Specialist and Generalist Readers
When people ask me what I like to read I usually answer with a simple ‘everything,’ but of course that’s not strictly true. I don’t read trigonometry textbooks or Romance novels, celebrity memoirs or cookbooks, monographs on the evolution of sheep shearing or anything by Dan Brown (in fact, just give me that thing on sheep first). But when I say ‘everything’ I’m being figuratively if not literally honest, because my tastes — especially when compared to the average reader — are very broad. I don’t read only one kind of thing. I’m a generalist.
There are plenty of people — possibly even the majority of people — that have a wholly different approach to reading. They are the specialists, and they only like one kind of thing and that is what they read to the exclusion of all else. It is tempting for me to regard this alien species as outside the category of ‘reader’ as I understand it — you know, the sort of person that, as a kid, spent all his lunch money on books, who’s tempted to get rid of his furniture to make room for his library, and who would rather read than watch TV, play jai-alai, or attend model home open house events in the hopes of a buffet spread. To me, a real reader is a voracious omnivore; metaphorically a gaunt, hollow-eyed ghoul with ink-stained fingers and sharpened teeth who knows an insatiable hunger so keenly painful it has in fact become a pleasure of sublime proportions. Our ghoul/reader will eat and eat and eat to the point of dieing, and ask for more with his last breath. Real readers are all a little bit insane — and they hope that no one ever finds the cure for their condition.
_________________
But, it’s a little unfair of me to judge my specialist cousins by the scales of my own mania. For starters, some of them are every bit as hungry and dedicated as I am (ever meet a Civil War buff?), they just have a kind of sharpened, monomaniacal focus that I lack. Long after I’d be bored of even a subject I’m passionately interested in, these specialists keep plugging away thanks to whatever neurological quirk they have that lets them gorge themselves on their chosen meal without ever getting tired of the taste. In fact, such dedication is generally a boon in professional circles, and it’s no coincidence that many specialist readers tend to occupy specialized professions.
Some specialists, however, betray an astonishing ignorance and prejudice toward any reading outside of their particular interest — and this is probably what has hungry ghouls such as myself looking askance at them as if they were some barbarous interlopers tracking mud all over our nice library carpets, and leaving crumbs between the pages of our favorite books. How can a rational person — what’s-more a person that ostensibly enjoys reading — say they only read non-fiction? Or only heroic fantasy? Or only transgendered vampire novels that take place in the bronze age? What ever happened that prevented these folks from discovering life’s rich pageant of reading?

Given material:
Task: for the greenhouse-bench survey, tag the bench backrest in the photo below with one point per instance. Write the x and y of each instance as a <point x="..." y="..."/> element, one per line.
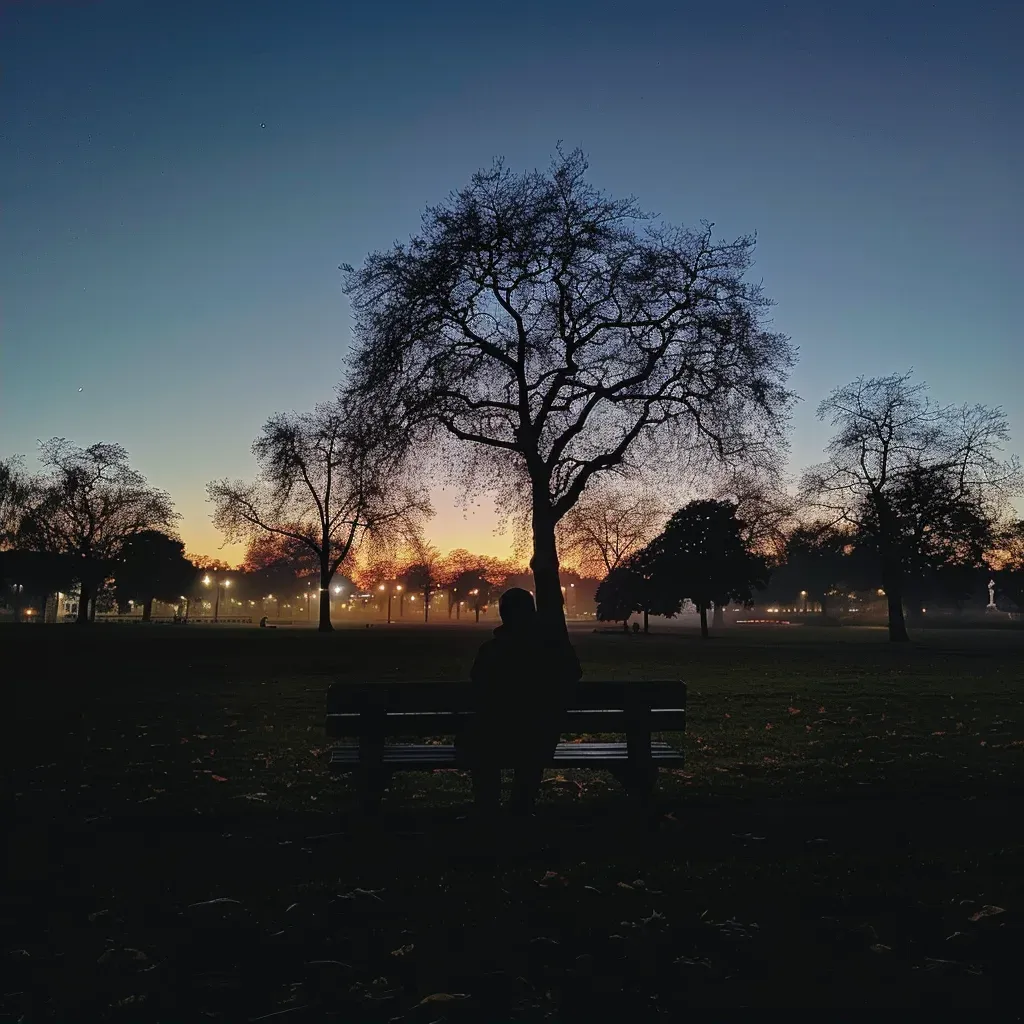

Written task: In the piece on specialist and generalist readers, copy the passage from "Some specialists, however, betray" to "pageant of reading?" word for word.

Exercise output:
Some specialists, however, betray an astonishing ignorance and prejudice toward any reading outside of their particular interest — and this is probably what has hungry ghouls such as myself looking askance at them as if they were some barbarous interlopers tracking mud all over our nice library carpets, and leaving crumbs between the pages of our favorite books. How can a rational person — what’s-more a person that ostensibly enjoys reading — say they only read non-fiction? Or only heroic fantasy? Or only transgendered vampire novels that take place in the bronze age? What ever happened that prevented these folks from discovering life’s rich pageant of reading?